(EXTRACT TO READ):
_ _ _ _ _ _ _

Learn R Programming

rtemis (version 0.79)

s.IRF: Iterative Random Forest [C, R]

Description

Train iterative Random Forests for regression or classification using iRF

Usage

s.IRF(x, y = NULL, x.test = NULL, y.test = NULL, x.name = NULL,
  y.name = NULL, n.trees = 1000, n.iter = 5, n.bootstrap = 30,
  interactions.return = NULL, classwt = NULL, ipw = TRUE,
  upsample = FALSE, upsample.seed = NULL, autotune = FALSE,
  n.trees.try = 500, stepFactor = 2, mtry = NULL, mtryStart = NULL,
  mtry.select.prob = NULL, proximity = FALSE, importance = TRUE,
  replace = TRUE, min.node.size = 1, strata = NULL,
  sampsize = NULL, tune.do.trace = FALSE, print.tune.plot = FALSE,
  print.plot = TRUE, plot.fitted = NULL, plot.predicted = NULL,
  plot.theme = getOption("rt.fit.theme", "lightgrid"),
  n.cores = rtCores, question = NULL, verbose = TRUE, trace = 0,
  outdir = NULL, save.mod = ifelse(!is.null(outdir), TRUE, FALSE), ...)

Arguments

x

Numeric vector or matrix / data frame of features i.e. independent variables

y

Numeric vector of outcome, i.e. dependent variable

x.test

Numeric vector or matrix / data frame of testing set features Columns must correspond to columns in x

y.test

Numeric vector of testing set outcome

x.name

Character: Name for feature set

y.name

Character: Name for outcome

n.trees

Integer: Number of trees to grow. Default = 1000

classwt

Vector, Float: Priors of the classes for classification only. Need not add up to 1

ipw

Logical: If TRUE, apply inverse probability weighting (for Classification only). Note: If weights are provided, ipw is not used. Default = TRUE

upsample

Logical: If TRUE, upsample training set cases not belonging in majority outcome group

upsample.seed

Integer: If provided, will be used to set the seed during upsampling. Default = NULL (random seed)

_ _ _ _ _ _ _

(ENTRIES):
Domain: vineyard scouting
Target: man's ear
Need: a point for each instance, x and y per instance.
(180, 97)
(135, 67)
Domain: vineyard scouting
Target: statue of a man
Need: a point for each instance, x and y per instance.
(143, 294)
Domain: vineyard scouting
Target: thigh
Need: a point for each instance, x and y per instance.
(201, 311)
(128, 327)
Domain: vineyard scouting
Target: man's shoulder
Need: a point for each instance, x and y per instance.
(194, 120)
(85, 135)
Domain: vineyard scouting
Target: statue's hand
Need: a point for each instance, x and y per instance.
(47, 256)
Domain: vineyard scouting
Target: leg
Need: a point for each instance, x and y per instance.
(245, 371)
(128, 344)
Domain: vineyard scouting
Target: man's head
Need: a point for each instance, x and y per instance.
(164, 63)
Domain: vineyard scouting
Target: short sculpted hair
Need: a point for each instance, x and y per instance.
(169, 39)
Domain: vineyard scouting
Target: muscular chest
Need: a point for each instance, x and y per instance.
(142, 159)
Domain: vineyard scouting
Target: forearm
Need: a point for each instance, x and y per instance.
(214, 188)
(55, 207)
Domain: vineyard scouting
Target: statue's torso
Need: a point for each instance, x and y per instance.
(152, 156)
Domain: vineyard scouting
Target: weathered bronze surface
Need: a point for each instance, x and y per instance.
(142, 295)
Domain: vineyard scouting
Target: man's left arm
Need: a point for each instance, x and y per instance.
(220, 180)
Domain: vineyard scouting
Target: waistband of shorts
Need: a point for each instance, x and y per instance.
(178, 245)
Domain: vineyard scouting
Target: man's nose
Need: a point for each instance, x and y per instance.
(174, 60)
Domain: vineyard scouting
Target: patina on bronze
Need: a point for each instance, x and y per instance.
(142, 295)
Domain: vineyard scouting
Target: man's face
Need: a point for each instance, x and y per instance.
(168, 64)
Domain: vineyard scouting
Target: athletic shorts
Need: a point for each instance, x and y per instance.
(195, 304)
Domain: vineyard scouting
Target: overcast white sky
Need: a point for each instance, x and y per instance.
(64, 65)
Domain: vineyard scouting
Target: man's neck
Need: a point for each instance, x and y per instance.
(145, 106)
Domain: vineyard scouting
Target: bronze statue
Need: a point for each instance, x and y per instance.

_ _ _ _ _ _ _

(WRITTEN TASKS):
(1) On the s.IRF page, what is the default value of n.trees?
(2) Say whether each statement agrees with the s.IRF page, answering yes or no and quoting the words that decide it: (a) The classwt priors must add up to 1. (b) By default, ipw is set to TRUE. (c) When upsample.seed is left at its default, a random seed is used.
(3) On the s.IRF page, rewrite everything from "s.IRF(x, y = NULL, x.test" down to "TRUE, FALSE), ...)", changing "n.cores" to "n.threads".
The items come from a separate source, not from the s.IRF page.

(ANSWERS):
(1) 1000

(2)
(a) No: "Need not add up to 1"
(b) Yes: "Default = TRUE"
(c) Yes: "Default = NULL (random seed)"

(3)
s.IRF(x, y = NULL, x.test = NULL, y.test = NULL, x.name = NULL,
  y.name = NULL, n.trees = 1000, n.iter = 5, n.bootstrap = 30,
  interactions.return = NULL, classwt = NULL, ipw = TRUE,
  upsample = FALSE, upsample.seed = NULL, autotune = FALSE,
  n.trees.try = 500, stepFactor = 2, mtry = NULL, mtryStart = NULL,
  mtry.select.prob = NULL, proximity = FALSE, importance = TRUE,
  replace = TRUE, min.node.size = 1, strata = NULL,
  sampsize = NULL, tune.do.trace = FALSE, print.tune.plot = FALSE,
  print.plot = TRUE, plot.fitted = NULL, plot.predicted = NULL,
  plot.theme = getOption("rt.fit.theme", "lightgrid"),
  n.threads = rtCores, question = NULL, verbose = TRUE, trace = 0,
  outdir = NULL, save.mod = ifelse(!is.null(outdir), TRUE, FALSE), ...)